• **Exercise requirements**:
1. According to the post about iMovie export distortion, what are the dimensions of the exported video?
2. From the post about iMovie export distortion, copy out the stretch from "I use my VCR" through "normal aspect ratio." word for word.

Unwanted moderate distortion of aspect ratio when exporting video

This seems to be a new problem for me, and I don't THINK I've changed any of my parameters. But the result is now wrong... Help!

I use my VCR to record from US broadcasts (good old fashioned plain old TV, NTSC, I presume). Then I transfer snippets onto my DV camcorder (good ol' plain DV, nothing with 16:9 or anything like that). Then I import my DV footage into iMovie HD 6.0.2. It imports fine and looks like a normal aspect ratio.

But when I export using the File > Export... setting, I get a Quicktime video which appears vertically squished. The faces are too wide, bodies are too fat.

Looking at the various aspect ratios, I see that the preview window in iMovie HD is about 720 by 525 -- there are no black bars or letterboxing, and faces and bodies look normal. But the output video is 720 by 480, which is (according to a quick Google search) a normal NTSC output. No cropping has taken place, and no letterboxing, either. So that's why it's squished. But...

So why is iMovie showing me something from right off my TV screen which is the wrong aspect ratio but seems to have the correct proportions? That would seem to imply that my good ol' TV and VCR are not actually operating in NTSC proportions... which would be extremely weird because the footage I happen to have recorded is from an old game show from the 1960s. Do I have some setting wrong somewhere?? Is there something fundamental I don't understand? Help! Like I said, this is a new problem with me and I don't recall having changed any import settings.

• **Data listing**:
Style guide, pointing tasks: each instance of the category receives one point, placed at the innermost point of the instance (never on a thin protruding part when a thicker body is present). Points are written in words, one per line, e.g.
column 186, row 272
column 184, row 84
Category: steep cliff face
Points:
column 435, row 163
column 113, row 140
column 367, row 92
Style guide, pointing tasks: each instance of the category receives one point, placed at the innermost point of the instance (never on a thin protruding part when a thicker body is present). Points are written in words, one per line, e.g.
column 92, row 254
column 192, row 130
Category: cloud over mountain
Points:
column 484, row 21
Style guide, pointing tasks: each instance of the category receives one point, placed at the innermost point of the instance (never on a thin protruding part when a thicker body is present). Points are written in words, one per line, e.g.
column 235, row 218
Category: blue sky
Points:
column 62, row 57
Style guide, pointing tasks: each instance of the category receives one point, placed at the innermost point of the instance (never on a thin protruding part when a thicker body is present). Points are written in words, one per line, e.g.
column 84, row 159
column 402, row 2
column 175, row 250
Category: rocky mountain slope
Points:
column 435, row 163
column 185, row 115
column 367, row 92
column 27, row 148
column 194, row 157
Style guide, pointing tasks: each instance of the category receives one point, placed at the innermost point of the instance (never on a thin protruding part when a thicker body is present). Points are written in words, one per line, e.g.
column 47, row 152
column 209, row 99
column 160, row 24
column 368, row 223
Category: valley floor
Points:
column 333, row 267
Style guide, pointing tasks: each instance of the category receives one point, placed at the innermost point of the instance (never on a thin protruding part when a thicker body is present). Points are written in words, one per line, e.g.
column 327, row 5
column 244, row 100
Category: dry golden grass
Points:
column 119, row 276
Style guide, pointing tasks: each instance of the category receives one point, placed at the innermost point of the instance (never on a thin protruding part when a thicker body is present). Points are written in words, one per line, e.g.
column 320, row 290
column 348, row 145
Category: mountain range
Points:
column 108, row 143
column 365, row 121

• **Answers to the exercises**:
1. 720 by 480

2.
I use my VCR to record from US broadcasts (good old fashioned plain old TV, NTSC, I presume). Then I transfer snippets onto my DV camcorder (good ol' plain DV, nothing with 16:9 or anything like that). Then I import my DV footage into iMovie HD 6.0.2. It imports fine and looks like a normal aspect ratio.